• SUPPLIED TEXT
BLOOMFIELD TOWNSHIP, Mich. - He was in no mood to discuss the obvious.

Yes, another shot hit the pin in a final round and didn't go in. At least this one stayed on the 15th green. But he pulled the putt.

No, he wasn't going to aim 40 yards to the left of the pin at the 16th. He was going at it and, well, it hit the bank and shot back into the water.

Great putt at 17. It just lipped out. Approach at 18 was dead-on. Just a little a couple of yards short at a hole that ate the field alive.

And, get your facts straight. He didn't have a three-shot lead at the turn. It was only one.

Yes, Sergio Garcia was bit testy as the sun was sliding below the horizon Sunday at Oakland Hills. But this one hurt. It really hurt.

Another chance to define his career, another uh-oh. And the major-in-waiting - the one who's growing yet another stubbly beard - didn't really want to talk about what didn't happen here at the 90th PGA Championship.

• REQUEST 1
Gather every line in the listing below that contains the word "knee" and copy each one.

• TASK MATERIAL
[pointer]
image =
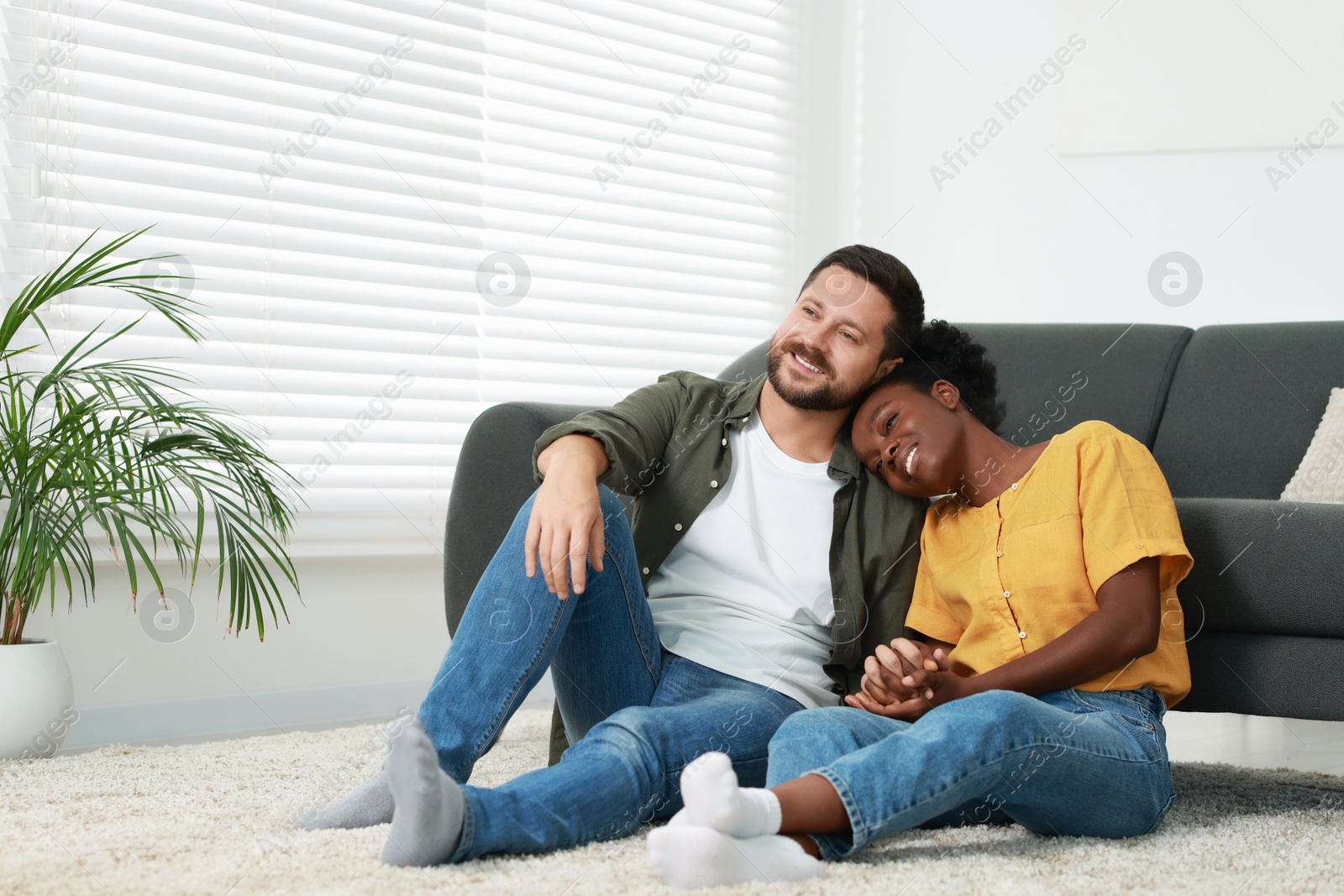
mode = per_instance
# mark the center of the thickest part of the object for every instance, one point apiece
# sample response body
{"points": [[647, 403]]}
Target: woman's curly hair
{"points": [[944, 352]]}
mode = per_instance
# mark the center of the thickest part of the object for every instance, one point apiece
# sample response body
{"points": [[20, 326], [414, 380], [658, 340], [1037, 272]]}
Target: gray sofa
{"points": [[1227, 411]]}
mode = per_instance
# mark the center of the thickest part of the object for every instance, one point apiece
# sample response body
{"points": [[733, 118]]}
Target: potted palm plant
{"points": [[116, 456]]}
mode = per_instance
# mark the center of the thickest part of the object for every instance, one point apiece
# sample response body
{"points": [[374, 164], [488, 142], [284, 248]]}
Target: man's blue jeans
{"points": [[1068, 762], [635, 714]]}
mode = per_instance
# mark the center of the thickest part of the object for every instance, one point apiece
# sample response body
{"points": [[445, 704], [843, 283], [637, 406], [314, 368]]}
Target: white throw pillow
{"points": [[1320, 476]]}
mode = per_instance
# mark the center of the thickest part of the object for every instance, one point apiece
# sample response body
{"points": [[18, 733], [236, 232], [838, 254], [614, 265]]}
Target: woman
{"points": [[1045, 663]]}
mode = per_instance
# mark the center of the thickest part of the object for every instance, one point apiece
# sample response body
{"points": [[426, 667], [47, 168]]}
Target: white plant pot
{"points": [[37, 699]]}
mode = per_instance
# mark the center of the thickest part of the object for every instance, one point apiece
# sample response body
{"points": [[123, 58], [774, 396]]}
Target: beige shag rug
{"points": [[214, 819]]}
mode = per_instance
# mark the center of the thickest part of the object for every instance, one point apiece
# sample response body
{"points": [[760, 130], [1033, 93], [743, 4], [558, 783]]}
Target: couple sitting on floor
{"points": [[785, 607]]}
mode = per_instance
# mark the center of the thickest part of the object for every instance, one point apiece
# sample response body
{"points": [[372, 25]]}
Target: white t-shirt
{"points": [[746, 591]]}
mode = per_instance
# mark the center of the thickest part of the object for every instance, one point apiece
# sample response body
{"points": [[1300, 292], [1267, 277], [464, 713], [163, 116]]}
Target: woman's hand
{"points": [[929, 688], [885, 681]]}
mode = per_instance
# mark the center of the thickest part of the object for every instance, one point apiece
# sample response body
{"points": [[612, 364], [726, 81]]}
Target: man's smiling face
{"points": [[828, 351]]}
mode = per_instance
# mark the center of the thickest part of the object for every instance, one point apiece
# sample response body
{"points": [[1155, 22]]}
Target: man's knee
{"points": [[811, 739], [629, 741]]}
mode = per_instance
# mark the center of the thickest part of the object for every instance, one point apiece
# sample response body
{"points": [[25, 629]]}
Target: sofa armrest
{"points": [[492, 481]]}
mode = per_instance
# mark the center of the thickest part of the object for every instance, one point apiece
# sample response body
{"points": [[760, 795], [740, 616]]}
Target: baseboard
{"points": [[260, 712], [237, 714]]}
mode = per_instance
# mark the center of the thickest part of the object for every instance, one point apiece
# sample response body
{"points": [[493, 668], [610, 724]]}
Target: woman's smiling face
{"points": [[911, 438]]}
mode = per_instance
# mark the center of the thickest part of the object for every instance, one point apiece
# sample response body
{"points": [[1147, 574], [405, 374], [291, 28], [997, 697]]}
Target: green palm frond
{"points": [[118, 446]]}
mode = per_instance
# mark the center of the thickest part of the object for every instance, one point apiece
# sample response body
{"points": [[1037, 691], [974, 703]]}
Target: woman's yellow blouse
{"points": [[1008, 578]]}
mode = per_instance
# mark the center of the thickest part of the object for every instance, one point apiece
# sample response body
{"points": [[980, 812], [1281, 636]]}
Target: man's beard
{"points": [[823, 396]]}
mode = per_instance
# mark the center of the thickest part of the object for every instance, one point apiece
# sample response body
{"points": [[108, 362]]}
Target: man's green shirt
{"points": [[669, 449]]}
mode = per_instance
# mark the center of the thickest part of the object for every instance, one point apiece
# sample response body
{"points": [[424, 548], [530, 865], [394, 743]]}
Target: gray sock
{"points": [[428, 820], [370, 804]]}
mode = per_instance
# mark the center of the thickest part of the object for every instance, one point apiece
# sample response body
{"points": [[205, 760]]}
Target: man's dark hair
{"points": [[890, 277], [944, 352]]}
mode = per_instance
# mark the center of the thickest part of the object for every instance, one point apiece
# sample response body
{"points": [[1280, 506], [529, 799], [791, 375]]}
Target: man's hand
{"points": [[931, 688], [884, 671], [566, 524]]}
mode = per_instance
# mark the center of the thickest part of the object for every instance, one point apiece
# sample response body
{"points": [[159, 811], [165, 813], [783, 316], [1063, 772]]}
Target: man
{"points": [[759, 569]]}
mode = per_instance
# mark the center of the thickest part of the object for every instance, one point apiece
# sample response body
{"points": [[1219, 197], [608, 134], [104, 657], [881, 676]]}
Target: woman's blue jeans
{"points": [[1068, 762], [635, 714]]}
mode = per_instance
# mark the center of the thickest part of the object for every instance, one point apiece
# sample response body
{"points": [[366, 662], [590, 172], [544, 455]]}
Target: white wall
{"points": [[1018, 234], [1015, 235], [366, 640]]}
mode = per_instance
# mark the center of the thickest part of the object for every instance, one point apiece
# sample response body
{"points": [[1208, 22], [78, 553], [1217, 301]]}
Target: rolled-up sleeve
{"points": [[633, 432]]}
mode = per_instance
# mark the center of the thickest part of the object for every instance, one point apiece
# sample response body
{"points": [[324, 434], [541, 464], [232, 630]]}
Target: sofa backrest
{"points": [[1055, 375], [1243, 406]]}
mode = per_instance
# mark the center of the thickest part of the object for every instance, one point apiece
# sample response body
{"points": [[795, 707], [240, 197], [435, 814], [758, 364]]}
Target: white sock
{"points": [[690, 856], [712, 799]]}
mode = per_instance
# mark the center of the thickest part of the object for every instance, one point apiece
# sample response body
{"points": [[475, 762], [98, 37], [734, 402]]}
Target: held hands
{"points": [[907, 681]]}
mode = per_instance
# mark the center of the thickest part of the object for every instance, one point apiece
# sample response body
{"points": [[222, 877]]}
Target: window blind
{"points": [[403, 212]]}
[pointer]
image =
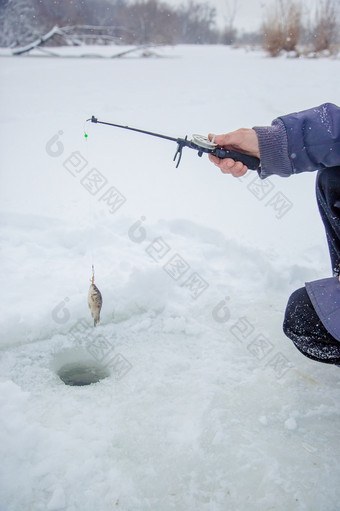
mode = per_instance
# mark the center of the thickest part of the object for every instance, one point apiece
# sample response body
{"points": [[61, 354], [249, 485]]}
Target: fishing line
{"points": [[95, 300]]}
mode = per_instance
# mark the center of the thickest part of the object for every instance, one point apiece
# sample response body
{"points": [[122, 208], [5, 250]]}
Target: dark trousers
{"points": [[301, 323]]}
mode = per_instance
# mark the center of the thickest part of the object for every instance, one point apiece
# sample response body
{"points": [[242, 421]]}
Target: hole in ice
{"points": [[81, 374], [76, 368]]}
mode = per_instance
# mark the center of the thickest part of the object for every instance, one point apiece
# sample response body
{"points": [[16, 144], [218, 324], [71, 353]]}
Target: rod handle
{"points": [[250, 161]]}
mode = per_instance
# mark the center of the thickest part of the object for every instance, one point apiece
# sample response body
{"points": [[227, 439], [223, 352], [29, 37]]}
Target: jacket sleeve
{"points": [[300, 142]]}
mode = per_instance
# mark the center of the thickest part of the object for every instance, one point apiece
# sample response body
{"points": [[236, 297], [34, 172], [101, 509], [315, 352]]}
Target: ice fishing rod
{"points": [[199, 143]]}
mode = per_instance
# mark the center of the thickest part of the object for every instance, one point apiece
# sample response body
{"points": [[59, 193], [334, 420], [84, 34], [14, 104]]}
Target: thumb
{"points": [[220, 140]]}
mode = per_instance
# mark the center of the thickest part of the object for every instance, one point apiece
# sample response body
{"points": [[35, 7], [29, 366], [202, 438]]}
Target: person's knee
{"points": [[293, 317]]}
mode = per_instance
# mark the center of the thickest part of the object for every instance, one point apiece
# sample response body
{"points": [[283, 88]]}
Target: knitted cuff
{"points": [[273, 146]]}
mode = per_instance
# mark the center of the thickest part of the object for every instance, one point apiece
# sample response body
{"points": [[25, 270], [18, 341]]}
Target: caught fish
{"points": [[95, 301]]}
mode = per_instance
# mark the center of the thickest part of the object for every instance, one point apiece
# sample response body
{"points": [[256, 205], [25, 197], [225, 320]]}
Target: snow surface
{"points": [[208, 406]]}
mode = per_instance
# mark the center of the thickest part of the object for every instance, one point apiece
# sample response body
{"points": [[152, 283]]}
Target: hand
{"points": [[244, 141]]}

• REQUEST 2
Resume the article about Sergio Garcia at the 90th PGA Championship, picking up right after its last sentence.

• TASK ANSWER 1
Target: man's knee
Target: person's knee

• TASK ANSWER 2
Especially when someone asked if he was thinking at the turn that this just might be the day he would win that elusive major.

"Next question, please," he said, shaking his head. "Let's try to keep this as positive as we can, please."

He didn't throw this one away. He didn't - as he did at Carnoustie - serve this one up on a silver playoff platter to Padraig Harrington.

He swung for this one the way he in May did at the 17th hole at THE PLAYERS Championship, when he stuck his tee shot to win the playoff over Paul Goydos. But this time he didn't get to a playoff.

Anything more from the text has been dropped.